Tekst do analizy:
*****
Jobs szybko wraca do zdrowia
Metodystyczny Szpital Uniwersytecki w Memphis wydał oświadczenie, z którego po raz pierwszy możemy oficjalnie dowiedzieć się, że Steve Jobs przeszedł przeszczep wątroby. Informacja została podana za zgodą pacjenta.
Operację przeprowadzono przed dwoma miesiącami. Jak czytamy w komunikacie, Jobs otrzymał wątrobę, ponieważ był pacjentem z najwyższą liczbą punktów w skali MELD (Model for End-Stage Liver Disease - Model dla końcowego stadium choroby wątroby) dla swojej grupy krwi, był najbardziej chorym pacjentem na liście oczekujących i pojawił się dawca. Pan Jobs szybko wraca do zdrowia, a prognozy są wspaniałe.
Szpital poinformował też, że w ubiegłym roku przeprowadzono w nim 120 zabiegów transplantacji wątroby, jest on jednym z 10 największych centrów przeszczepu wątroby w USA, a świetne wyniki i wysoka przeżywalność zdecydowały, że to właśnie on został wybrany przez Jobsa.
Komentarze (3)
Gość derobert, 24 czerwca 2009, 22:58
chyba był pacjentem z najwyższą liczbą $$$
mikroos, 24 czerwca 2009, 23:09
Obawiam się, że nie zdajesz sobie sprawy z tego, jak bardzo restrykcyjne są przepisy dot. transplantacji. A może to po prostu kompleks na punkcie zasobności portfela?
Mariusz Błoński, 25 czerwca 2009, 10:35
Co prawda szpitale metodystów to placówki prywatne, ale duża część z nich jest non-profit, zapewnia też opiekę pacjentom ichniego NFZ-u. Na stronie akurat tego szpitala jest coś takiego: "We provide transplants to patients regardless of race, sex, age, financial status, or place of residence." Co wskazuje, że najprawdopodobniej są non-profit.
Przypuszczam, że Jobs zapłacił sporo za operację, ale nie po to, by metodyści się wzbogacili, a po to, by było z czego sfinansować operację kogoś, kto nie ma kasy Jobsa.
*****
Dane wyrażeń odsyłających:
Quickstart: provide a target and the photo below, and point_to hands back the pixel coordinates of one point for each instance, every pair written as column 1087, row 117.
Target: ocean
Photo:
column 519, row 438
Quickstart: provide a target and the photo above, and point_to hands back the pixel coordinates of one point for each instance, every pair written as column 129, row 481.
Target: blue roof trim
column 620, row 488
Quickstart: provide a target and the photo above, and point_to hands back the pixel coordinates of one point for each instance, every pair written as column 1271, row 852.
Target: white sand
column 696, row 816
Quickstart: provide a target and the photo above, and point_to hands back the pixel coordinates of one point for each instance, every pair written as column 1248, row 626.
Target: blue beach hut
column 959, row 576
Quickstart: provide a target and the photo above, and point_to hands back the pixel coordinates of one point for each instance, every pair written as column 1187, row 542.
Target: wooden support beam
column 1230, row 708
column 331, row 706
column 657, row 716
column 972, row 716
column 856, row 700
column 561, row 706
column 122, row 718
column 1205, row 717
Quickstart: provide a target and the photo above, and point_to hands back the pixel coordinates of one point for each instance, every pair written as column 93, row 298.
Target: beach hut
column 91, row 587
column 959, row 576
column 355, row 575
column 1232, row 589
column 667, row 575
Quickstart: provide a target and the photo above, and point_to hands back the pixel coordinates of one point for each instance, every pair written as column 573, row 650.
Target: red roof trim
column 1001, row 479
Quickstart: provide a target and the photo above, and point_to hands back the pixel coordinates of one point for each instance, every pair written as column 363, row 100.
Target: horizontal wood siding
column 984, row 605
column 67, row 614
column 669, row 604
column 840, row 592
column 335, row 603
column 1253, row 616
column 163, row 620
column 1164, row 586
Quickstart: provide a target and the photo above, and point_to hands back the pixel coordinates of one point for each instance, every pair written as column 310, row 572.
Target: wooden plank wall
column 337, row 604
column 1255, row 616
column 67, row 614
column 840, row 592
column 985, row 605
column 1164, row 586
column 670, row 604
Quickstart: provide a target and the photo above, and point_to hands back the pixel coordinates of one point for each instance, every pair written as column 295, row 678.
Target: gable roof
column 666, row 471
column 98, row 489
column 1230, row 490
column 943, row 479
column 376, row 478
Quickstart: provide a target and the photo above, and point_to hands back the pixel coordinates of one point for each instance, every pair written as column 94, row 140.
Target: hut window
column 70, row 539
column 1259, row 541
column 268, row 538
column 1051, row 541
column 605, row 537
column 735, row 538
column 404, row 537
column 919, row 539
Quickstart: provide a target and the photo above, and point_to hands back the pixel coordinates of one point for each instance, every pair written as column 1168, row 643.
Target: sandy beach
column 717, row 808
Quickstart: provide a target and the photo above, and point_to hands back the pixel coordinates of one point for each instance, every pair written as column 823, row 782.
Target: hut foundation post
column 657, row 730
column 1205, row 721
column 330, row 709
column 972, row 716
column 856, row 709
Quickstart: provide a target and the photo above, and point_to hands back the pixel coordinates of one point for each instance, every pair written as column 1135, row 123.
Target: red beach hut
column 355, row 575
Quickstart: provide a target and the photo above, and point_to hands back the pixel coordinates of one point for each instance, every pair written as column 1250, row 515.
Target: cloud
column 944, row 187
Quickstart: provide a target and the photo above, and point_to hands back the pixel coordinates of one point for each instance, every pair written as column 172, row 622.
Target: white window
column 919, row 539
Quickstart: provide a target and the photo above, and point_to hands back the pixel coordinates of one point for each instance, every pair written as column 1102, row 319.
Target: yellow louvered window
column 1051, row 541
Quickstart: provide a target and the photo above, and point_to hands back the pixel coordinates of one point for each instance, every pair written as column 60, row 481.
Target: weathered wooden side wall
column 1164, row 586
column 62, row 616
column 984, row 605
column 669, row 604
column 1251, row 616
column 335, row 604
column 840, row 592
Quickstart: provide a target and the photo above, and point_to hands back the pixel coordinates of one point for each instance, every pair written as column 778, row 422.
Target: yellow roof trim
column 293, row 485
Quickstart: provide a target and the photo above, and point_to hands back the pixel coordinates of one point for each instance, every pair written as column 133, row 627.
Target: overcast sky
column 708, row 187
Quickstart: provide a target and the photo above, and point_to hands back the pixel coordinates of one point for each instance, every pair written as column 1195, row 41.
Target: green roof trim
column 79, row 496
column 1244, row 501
*****
Zadanie do wykonania:
Ile przeszczepów wątroby wykonano w ubiegłym roku w szpitalu, o którym mówi tekst o operacji Steve'a Jobsa? Wpisy nie mają żadnego związku z tekstem.

Odpowiedź do zadania:
120 przeszczepów wątroby.